[START Given data]

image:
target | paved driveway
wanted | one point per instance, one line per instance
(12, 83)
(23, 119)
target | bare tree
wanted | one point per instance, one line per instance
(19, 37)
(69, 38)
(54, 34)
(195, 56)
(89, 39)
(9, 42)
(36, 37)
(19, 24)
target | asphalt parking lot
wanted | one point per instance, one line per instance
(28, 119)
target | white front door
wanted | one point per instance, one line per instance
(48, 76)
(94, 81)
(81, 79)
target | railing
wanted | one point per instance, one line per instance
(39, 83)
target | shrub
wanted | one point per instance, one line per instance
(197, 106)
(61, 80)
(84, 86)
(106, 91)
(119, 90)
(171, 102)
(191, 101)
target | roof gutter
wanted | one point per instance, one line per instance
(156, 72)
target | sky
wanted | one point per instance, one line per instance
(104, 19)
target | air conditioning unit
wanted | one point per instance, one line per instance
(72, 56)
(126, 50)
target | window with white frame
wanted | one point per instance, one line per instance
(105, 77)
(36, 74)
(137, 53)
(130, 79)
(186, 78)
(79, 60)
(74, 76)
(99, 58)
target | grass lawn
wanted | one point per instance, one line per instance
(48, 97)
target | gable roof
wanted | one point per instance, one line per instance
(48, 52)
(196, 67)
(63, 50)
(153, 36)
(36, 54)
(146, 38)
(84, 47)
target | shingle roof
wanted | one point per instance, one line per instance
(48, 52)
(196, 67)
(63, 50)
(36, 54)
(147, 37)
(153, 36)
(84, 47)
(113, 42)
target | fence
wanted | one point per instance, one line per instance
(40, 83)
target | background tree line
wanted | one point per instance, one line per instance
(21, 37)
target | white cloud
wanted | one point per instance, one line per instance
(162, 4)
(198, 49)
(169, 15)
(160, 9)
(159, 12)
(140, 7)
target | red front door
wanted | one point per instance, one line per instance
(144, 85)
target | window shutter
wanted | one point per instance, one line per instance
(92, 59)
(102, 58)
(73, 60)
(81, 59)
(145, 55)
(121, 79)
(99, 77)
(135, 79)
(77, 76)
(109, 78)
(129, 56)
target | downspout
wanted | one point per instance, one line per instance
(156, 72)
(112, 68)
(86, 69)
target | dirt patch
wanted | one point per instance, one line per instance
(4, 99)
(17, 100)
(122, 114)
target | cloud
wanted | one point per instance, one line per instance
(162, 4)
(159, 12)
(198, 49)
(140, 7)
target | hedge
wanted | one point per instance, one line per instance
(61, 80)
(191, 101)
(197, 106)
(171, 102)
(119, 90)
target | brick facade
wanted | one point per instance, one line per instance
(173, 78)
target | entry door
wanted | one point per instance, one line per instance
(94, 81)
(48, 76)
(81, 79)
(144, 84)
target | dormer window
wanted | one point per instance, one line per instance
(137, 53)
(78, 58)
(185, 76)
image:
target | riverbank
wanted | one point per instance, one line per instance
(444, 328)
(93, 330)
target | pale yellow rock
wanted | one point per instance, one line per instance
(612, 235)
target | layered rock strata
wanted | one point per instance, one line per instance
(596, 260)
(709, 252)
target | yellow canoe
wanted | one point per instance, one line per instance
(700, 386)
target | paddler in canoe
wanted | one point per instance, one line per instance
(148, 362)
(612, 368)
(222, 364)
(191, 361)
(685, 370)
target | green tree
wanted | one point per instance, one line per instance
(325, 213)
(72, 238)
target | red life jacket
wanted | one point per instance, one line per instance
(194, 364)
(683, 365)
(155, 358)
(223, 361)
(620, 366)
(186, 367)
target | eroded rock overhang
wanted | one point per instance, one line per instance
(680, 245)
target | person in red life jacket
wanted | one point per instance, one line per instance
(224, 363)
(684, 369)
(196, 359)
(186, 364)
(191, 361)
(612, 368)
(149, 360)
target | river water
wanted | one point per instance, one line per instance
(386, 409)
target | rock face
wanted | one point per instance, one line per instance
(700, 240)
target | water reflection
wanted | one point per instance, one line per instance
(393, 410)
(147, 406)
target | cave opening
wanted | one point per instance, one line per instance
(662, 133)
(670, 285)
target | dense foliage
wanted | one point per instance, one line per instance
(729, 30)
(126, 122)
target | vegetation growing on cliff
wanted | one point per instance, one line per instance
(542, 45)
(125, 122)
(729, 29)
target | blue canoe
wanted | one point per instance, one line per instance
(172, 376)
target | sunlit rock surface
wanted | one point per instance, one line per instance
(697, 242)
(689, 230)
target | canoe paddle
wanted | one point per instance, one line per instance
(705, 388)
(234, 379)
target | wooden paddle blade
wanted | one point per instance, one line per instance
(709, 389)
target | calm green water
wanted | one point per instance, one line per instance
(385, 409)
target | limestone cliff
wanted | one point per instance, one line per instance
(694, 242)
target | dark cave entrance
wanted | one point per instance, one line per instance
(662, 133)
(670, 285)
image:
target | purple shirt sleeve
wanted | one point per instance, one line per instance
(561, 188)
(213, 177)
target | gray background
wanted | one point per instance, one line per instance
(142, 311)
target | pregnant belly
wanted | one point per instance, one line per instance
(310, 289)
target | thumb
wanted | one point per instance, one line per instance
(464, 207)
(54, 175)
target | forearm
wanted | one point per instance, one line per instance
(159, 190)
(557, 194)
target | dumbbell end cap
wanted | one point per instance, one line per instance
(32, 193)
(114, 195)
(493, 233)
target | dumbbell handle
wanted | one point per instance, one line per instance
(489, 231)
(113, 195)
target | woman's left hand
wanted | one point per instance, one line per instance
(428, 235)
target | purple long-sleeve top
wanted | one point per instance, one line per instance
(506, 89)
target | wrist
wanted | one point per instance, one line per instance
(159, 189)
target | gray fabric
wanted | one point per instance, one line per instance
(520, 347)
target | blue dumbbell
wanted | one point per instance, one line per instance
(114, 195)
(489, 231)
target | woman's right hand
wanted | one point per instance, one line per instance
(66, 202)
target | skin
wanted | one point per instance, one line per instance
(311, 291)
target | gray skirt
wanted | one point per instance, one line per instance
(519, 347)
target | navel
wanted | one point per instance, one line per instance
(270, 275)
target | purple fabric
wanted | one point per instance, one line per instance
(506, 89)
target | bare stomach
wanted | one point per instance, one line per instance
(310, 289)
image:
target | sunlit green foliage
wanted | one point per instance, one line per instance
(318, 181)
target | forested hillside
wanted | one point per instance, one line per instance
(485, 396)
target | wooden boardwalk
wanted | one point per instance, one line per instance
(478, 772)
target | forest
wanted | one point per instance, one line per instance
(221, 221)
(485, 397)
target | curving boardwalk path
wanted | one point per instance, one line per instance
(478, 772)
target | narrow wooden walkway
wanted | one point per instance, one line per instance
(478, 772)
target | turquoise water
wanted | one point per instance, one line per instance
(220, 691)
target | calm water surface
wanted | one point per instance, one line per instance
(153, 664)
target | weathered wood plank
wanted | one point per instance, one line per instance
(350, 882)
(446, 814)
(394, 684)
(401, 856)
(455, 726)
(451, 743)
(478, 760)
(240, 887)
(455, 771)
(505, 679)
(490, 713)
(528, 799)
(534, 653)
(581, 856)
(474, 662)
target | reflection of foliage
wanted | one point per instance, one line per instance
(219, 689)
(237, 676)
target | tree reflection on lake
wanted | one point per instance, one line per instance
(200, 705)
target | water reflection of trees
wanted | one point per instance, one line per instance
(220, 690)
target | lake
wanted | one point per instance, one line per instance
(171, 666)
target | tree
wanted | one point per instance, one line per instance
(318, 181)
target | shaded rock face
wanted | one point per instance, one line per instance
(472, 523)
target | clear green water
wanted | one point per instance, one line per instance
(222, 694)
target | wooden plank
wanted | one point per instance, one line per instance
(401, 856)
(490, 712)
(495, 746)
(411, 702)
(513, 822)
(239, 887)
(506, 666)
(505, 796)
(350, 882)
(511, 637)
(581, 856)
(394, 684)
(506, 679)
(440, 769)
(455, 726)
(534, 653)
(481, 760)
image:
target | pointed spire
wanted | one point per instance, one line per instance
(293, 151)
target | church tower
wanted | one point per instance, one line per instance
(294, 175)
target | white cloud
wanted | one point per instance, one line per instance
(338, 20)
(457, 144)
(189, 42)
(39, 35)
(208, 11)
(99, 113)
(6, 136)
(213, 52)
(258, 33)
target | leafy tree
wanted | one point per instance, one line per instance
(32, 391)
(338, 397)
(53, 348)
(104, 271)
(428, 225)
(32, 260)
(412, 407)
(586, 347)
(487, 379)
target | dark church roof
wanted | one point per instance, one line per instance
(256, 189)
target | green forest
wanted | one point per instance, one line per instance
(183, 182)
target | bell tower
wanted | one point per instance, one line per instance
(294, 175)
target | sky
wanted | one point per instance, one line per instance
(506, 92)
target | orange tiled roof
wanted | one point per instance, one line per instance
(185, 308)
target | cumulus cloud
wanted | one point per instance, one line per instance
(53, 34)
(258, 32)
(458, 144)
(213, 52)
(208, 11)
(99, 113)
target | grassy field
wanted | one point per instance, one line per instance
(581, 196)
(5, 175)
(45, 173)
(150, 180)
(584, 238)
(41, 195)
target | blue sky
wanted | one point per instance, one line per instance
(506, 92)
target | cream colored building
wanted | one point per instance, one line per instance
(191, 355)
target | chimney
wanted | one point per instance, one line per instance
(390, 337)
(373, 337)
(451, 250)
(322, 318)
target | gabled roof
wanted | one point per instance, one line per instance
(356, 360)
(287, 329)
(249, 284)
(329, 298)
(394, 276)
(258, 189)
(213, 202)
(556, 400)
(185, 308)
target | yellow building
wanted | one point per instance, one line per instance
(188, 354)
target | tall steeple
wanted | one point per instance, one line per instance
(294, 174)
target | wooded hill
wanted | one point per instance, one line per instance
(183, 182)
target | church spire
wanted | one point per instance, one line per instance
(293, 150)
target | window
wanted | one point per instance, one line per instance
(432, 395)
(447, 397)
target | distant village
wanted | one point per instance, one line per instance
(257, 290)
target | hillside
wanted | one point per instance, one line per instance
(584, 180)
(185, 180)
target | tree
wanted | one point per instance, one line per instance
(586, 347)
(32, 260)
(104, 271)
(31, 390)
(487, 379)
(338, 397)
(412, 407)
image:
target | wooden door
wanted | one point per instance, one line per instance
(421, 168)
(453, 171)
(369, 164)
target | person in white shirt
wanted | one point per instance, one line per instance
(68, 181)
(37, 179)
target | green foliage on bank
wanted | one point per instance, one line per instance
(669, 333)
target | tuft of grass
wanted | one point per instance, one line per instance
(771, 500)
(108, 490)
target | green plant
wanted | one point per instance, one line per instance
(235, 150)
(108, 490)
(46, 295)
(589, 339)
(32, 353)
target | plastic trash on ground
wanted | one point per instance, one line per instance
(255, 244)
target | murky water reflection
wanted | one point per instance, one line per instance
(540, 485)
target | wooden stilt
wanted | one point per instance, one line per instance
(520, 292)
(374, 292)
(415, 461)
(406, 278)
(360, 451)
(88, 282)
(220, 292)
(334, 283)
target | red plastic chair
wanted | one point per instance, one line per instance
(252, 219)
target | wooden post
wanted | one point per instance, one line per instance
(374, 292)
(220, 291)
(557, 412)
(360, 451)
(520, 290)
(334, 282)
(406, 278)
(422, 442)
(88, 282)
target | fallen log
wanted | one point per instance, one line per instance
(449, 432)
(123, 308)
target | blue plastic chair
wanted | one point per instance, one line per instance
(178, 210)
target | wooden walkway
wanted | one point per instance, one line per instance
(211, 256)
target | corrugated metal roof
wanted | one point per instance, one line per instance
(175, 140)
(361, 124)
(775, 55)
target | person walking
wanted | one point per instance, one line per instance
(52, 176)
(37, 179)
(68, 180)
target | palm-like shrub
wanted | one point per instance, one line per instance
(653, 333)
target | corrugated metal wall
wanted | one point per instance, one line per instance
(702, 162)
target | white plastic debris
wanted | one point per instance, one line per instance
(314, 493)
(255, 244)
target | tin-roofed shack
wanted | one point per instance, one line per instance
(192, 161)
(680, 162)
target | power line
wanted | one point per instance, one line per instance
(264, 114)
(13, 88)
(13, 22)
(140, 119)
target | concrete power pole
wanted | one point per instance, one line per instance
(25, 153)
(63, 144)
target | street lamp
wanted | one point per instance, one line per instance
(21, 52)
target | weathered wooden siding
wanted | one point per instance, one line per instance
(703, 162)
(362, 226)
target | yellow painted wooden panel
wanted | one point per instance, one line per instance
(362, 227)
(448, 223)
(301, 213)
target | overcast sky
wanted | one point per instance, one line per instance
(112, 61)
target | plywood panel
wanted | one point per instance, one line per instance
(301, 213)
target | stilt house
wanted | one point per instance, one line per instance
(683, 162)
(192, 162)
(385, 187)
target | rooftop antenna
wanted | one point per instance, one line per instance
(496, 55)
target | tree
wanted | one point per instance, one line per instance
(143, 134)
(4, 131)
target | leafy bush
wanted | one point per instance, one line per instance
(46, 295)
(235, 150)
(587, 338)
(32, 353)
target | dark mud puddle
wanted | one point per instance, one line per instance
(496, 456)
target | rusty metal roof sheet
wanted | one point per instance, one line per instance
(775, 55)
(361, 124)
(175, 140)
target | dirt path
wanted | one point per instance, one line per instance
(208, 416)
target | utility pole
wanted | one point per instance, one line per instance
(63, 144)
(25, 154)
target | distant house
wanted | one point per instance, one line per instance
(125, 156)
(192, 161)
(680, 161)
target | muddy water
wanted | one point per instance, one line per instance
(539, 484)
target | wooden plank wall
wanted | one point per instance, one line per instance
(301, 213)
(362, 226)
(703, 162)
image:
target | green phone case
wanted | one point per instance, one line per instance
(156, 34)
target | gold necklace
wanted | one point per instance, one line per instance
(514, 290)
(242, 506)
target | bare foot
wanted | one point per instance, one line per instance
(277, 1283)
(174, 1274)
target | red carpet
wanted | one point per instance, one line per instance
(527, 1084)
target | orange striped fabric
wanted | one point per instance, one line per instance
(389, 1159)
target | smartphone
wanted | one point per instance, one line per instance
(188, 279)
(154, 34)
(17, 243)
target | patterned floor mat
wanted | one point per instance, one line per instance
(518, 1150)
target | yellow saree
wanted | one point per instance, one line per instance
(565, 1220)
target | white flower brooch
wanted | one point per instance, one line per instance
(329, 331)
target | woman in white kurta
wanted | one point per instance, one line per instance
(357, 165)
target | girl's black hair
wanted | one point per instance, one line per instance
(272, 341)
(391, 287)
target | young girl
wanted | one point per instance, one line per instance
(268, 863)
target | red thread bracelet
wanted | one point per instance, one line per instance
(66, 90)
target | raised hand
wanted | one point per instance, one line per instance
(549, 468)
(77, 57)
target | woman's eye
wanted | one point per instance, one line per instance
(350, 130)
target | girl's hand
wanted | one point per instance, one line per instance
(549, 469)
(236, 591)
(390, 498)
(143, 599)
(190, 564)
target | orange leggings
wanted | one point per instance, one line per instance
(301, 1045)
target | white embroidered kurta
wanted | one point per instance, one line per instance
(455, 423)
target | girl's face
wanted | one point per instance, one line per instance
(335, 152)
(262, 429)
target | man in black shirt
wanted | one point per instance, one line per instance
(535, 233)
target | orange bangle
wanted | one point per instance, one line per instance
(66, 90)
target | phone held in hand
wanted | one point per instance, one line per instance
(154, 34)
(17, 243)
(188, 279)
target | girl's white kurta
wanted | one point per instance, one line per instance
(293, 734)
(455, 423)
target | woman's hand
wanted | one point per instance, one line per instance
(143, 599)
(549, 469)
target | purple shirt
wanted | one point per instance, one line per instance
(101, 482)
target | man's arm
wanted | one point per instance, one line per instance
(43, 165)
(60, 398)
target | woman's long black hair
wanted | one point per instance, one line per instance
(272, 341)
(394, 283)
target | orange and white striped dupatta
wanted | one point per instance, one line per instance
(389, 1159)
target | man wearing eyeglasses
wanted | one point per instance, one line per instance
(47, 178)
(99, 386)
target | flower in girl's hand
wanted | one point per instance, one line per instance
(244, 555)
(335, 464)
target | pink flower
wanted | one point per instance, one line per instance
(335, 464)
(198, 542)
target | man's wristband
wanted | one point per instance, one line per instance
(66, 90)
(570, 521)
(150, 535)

[END Given data]

• [Written instruction]: Repeat only the stretch of lines that opens with the line containing "target | man's arm" and closes with the final line of the entries, both included, exactly as written.

• [Expected answer]:
target | man's arm
wanted | one point per instance, one line per instance
(43, 165)
(60, 398)
target | woman's long black hair
wanted | one point per instance, one line per instance
(272, 341)
(394, 283)
target | orange and white striped dupatta
wanted | one point per instance, one line per instance
(389, 1159)
target | man wearing eyeglasses
wanted | one point per instance, one line per instance
(47, 178)
(99, 386)
target | flower in girl's hand
wanted | one point per instance, one line per instance
(244, 555)
(335, 464)
target | pink flower
wanted | one point per instance, one line per instance
(335, 464)
(198, 542)
target | man's wristband
wanted | one point per instance, one line per instance
(66, 90)
(570, 521)
(150, 535)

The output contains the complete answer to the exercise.